▶ **TASK GOAL**: Reproduce the stretch of the listing below, from its first line through the line containing "<point>122,66</point>", with both ends included. Omit the pictures from your copy.

▶ **RECORDS**:
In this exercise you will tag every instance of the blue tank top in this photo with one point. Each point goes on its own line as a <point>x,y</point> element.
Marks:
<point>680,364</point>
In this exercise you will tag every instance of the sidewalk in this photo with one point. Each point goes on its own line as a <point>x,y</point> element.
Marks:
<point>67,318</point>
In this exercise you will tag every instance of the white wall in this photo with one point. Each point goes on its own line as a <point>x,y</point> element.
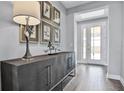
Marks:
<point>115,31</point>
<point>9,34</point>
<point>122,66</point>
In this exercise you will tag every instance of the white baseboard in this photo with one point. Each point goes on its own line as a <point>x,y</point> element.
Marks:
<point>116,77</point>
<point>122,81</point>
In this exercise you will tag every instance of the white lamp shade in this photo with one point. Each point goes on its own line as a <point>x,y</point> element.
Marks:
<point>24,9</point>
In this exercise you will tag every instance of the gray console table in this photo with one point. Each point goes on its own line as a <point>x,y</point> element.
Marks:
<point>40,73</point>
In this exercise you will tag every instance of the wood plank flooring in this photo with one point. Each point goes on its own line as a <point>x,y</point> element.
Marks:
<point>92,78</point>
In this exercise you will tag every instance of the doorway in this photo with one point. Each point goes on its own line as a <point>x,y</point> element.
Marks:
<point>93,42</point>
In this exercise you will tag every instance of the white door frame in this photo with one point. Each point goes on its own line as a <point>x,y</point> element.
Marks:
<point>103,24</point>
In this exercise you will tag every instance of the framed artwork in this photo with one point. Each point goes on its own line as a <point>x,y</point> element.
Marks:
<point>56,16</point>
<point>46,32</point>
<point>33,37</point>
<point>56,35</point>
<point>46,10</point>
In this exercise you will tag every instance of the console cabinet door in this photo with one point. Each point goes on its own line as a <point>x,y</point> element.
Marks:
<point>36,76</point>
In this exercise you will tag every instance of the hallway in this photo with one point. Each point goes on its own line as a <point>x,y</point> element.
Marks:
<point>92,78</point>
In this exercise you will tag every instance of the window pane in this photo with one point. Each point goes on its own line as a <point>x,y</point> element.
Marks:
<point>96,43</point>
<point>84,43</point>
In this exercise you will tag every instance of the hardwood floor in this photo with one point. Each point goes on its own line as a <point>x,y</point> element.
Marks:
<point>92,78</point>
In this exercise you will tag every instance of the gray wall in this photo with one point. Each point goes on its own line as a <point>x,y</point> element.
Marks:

▶ **OUTPUT**:
In this exercise you will tag every instance of the blue tank top in this photo with one point. Each point goes on its own line as a <point>x,y</point> element.
Marks:
<point>680,364</point>
In this exercise you will tag every instance of the sidewalk in this photo with one point. Each point goes on its own line as a <point>x,y</point> element.
Marks:
<point>67,318</point>
In this exercise you will tag every instance of the white wall in this photo with one point. Each point goes on its own line as a <point>x,y</point> element.
Marks:
<point>115,31</point>
<point>9,34</point>
<point>122,66</point>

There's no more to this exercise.